TASK INSTRUCTIONS:
Output an exact reproduction of the data.

Point annotation records
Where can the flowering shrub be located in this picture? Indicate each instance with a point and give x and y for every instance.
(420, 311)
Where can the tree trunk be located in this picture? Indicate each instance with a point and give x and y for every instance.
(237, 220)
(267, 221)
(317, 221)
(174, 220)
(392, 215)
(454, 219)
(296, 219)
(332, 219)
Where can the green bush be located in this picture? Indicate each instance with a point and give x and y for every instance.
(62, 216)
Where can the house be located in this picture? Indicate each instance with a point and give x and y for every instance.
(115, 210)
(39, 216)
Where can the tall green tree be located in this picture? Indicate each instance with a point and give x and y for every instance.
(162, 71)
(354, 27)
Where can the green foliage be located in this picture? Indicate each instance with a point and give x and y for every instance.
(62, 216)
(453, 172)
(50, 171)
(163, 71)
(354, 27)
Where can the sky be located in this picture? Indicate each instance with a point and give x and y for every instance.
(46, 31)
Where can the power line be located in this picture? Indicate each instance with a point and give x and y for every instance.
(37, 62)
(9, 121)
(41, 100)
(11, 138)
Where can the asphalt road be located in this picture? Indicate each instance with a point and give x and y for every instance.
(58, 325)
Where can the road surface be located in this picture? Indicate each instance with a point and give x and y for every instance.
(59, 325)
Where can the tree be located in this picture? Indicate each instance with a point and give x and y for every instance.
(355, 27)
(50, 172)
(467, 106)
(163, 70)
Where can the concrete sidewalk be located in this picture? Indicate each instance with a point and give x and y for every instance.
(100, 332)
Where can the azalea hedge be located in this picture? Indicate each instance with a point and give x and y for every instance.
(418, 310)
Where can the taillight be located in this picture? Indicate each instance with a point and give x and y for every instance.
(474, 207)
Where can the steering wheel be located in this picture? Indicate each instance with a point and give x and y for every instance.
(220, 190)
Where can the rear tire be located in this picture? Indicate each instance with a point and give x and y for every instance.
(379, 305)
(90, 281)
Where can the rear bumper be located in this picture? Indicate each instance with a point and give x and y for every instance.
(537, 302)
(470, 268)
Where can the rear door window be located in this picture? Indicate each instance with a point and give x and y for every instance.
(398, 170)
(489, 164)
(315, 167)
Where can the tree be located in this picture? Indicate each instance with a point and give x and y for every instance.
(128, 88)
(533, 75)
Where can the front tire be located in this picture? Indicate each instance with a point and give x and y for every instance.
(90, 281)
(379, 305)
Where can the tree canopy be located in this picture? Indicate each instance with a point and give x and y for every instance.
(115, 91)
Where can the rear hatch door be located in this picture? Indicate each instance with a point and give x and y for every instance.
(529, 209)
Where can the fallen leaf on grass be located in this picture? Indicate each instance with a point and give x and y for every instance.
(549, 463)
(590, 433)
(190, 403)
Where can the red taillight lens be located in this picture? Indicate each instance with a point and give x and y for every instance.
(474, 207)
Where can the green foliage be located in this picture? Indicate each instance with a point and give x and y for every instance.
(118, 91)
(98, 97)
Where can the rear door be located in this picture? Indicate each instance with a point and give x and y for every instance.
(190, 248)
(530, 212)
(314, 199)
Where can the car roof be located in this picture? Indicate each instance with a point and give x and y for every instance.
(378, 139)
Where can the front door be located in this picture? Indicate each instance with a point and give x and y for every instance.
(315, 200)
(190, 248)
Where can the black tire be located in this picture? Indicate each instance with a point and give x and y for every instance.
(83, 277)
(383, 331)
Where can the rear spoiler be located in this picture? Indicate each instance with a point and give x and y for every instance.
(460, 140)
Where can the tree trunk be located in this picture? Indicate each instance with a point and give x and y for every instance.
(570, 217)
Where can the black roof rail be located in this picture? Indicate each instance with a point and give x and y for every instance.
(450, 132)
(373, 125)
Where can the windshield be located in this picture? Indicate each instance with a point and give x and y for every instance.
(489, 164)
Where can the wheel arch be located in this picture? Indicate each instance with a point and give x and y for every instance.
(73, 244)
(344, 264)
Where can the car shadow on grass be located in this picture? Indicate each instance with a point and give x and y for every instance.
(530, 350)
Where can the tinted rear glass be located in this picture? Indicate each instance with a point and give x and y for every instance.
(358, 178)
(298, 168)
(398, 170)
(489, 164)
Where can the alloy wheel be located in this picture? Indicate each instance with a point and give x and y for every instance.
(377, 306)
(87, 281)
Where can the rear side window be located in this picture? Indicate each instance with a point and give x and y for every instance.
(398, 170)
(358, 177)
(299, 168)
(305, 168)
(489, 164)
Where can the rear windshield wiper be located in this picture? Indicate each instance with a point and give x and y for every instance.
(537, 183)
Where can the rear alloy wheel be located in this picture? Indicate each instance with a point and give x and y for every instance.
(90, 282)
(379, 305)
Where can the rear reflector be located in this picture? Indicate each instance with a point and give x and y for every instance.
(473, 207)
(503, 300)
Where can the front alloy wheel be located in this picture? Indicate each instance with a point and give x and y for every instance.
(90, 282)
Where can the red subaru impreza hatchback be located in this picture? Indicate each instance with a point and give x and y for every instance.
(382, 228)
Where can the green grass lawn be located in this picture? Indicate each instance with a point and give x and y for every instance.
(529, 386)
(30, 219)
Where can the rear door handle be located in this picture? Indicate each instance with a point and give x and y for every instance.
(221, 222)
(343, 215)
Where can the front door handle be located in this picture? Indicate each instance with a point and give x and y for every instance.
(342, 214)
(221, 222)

WRITTEN RESPONSE:
Where can the flowering shrub be located in this picture? Indicate each instance with a point and give x and y for every instance.
(420, 311)
Where can the tree trunk be located in this picture? Indicate each instance with a point and give x and y for every instance.
(237, 220)
(267, 221)
(317, 221)
(174, 220)
(392, 215)
(454, 219)
(296, 219)
(332, 219)
Where can the green bush be located in this picture? Indicate each instance with a point and give x and y for every instance.
(62, 216)
Where can the house be located in this picture? Indicate each instance with a point and give x and y for every instance.
(115, 210)
(39, 216)
Where can the tall green tree be located in this picture? Indicate each instance with a point and give x and y for every instance.
(162, 71)
(354, 27)
Where can the green foliage be located in this picture? Indicate each instance with a point and give x and y for every instance.
(62, 216)
(453, 172)
(50, 171)
(163, 71)
(354, 27)
Where can the sky be located in this picture? Indicate each instance with a point and give x and y for every instance.
(46, 31)
Where can the power line be located in this picture? Indicate each instance with a point and give x and y for every instance.
(37, 62)
(9, 121)
(41, 100)
(11, 138)
Where can the asphalt road be located in this picture? Indicate each instance with a point and give x and y for every instance.
(58, 325)
Where can the road surface be located in this picture? Indicate each instance with a point and give x and y for every instance.
(59, 325)
Where can the tree be located in this picture? Indicate each instance with a point and give x and y for every instance.
(355, 27)
(50, 172)
(467, 106)
(163, 70)
Where can the concrete sidewalk be located in this picture? Indicate each instance with a point and give x and y for every instance.
(100, 332)
Where can the azalea hedge be located in this picture? Indicate each instance with a point and give x and y for every instance.
(418, 310)
Where can the taillight be located in this picture? Indicate each instance with a point and give x and y for every instance.
(474, 207)
Where can the steering wheel be located in this picture? Indicate each instance with a point and give x and y for every instance.
(220, 190)
Where can the rear tire be located in this picture? Indicate each instance with a point and give x and y for every instance.
(379, 305)
(90, 281)
Where can the rear bumper be located in this picture? Indicate each instance with a point and give x and y for every instance.
(537, 302)
(470, 268)
Where can the rear door window be located in this picture? Indicate each instance with a point and give x and y for every instance.
(398, 170)
(489, 164)
(315, 167)
Where can the tree be located in this picture? Indicate each instance with a point and give x and y for every instance.
(128, 88)
(533, 75)
Where can the front tire be located in this picture? Indicate each instance with a point and give x and y for every instance.
(90, 281)
(379, 305)
Where can the tree canopy be located in this picture? Indicate each instance with a point and give x and y for every instance.
(115, 91)
Where can the rear hatch door be located in this picture? Indicate each instance with a point and give x and y for every instance.
(529, 209)
Where can the fallen leaf on grass be located in this picture? Indicate each instance with a point and give x and y for every instance.
(549, 463)
(590, 433)
(190, 403)
Where can the red taillight lens be located in this picture? Indicate each instance with a point and give x and y for every instance.
(474, 207)
Where can the green foliage be located in this picture? Indicate each instance with a point and give x and y for every instance.
(118, 91)
(98, 97)
Where can the rear door be located in this picture? Indicate each instance with a point and give x and y for every instance.
(190, 248)
(530, 212)
(314, 199)
Where can the car roof be located in this picture? Indicate each instance with a point and give x and y for every instance.
(378, 139)
Where can the front door be located in this picture? Indicate each instance with a point and give x and y for every instance.
(315, 200)
(190, 248)
Where can the black tire be located in this picture? Indicate each instance with a point and give x and y for every instance.
(83, 277)
(383, 331)
Where can the rear spoiler be located in this picture? Indicate each instance with a point and give x and y for every instance.
(460, 140)
Where can the tree trunk be located in this picture? Indicate each instance with a point and give x and y for every instance.
(570, 217)
Where can the black roof rail be located in this picture? Indicate each instance with a point and give x and y for every instance.
(450, 132)
(373, 125)
Where can the windshield be located in this picture? Indicate each instance with a point and give x and y for every instance.
(489, 164)
Where can the wheel arch be located in this picture? Indicate each instance with a point and give x and y for every instance.
(73, 244)
(344, 264)
Where can the car shadow on grass be located in this picture? Indicate each instance with a point and give x and y for every instance.
(530, 350)
Where can the tinted rear glass be located in this picture? Indicate each instance with a point and give x and y for every instance.
(358, 178)
(298, 168)
(398, 170)
(489, 164)
Where can the alloy wheel be located in this picture? Indicate each instance with a point and give x and y for every instance.
(377, 306)
(87, 281)
Where can the rear side window be located in this picture? Indicate each instance with a point and give x and y for every instance.
(398, 170)
(358, 177)
(299, 168)
(305, 168)
(489, 164)
Where can the rear windshield wiper be located in this picture? Indicate each instance with a point and give x and y for every instance.
(537, 183)
Where can the rear alloy wheel be located in this picture? Indicate each instance with a point and give x and y for every instance.
(90, 282)
(379, 305)
Where can the rear reflector be located in this picture? Indicate each instance with a point and give x and y for every instance.
(473, 207)
(503, 300)
Where can the front alloy wheel be located in this picture? Indicate each instance with a point and give x and y for every instance.
(90, 282)
Where can the red subaru impreza hatchback be located in this picture? Indicate each instance with a point and give x and y for every instance.
(382, 228)
Where can the green grass lawn be located in this picture? Indicate each instance with a point and give x and y for every instance.
(529, 386)
(30, 219)
Where can the rear door handle be located in this picture? Indicate each instance with a point and give x and y for every instance.
(221, 222)
(343, 215)
Where can the front door handle be located in this picture? Indicate each instance with a point and give x and y for every instance.
(342, 214)
(221, 222)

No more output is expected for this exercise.